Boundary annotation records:
———
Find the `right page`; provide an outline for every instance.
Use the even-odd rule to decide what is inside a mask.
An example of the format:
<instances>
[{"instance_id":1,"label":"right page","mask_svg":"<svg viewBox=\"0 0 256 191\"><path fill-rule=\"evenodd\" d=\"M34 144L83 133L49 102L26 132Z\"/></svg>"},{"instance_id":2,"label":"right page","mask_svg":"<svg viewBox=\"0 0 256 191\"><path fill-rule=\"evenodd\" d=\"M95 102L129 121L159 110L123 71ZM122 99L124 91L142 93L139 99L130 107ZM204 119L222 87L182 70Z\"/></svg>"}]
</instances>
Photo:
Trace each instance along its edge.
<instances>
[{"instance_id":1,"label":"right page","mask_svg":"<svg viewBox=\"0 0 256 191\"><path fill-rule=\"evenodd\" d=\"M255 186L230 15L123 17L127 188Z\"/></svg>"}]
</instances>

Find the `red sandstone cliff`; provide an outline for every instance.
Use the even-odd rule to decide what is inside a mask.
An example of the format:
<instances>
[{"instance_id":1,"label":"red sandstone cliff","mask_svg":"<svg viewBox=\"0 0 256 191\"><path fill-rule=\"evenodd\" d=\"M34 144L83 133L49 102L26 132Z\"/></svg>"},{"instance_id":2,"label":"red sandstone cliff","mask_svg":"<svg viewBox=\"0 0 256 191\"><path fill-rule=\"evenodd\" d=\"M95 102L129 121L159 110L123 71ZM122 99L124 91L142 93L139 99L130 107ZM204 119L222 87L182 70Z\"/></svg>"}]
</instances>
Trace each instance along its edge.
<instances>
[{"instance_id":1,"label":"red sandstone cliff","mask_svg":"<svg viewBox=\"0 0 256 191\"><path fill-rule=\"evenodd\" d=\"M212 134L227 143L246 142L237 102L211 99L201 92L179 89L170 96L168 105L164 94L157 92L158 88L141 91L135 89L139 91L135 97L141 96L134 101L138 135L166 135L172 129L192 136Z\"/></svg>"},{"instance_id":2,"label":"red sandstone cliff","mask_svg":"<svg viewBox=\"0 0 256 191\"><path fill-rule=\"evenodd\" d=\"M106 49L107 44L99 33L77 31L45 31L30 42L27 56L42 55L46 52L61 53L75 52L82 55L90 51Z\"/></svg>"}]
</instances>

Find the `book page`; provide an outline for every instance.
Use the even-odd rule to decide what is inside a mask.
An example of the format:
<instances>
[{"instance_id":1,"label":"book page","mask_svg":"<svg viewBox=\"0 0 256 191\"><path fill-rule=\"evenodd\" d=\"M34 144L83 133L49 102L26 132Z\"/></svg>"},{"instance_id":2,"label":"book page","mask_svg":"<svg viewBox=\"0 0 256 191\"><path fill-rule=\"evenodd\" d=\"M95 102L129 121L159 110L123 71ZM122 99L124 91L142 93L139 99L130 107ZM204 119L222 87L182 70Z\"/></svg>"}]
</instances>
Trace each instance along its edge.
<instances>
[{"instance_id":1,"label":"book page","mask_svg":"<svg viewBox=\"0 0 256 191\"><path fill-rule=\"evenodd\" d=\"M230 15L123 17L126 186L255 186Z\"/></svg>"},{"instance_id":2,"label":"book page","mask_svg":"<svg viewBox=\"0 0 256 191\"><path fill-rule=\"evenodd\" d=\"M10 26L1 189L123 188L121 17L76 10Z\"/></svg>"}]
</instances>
———
### [DESCRIPTION OF THE TASK]
Locate each line of the records above that contains the string "every", treating uppercase and lowercase as distinct, and copy those lines.

### [RIGHT ANSWER]
Find the `right page`; provide an outline for every instance.
Find the `red sandstone cliff`; provide an outline for every instance.
Find the `book page`; provide an outline for every instance.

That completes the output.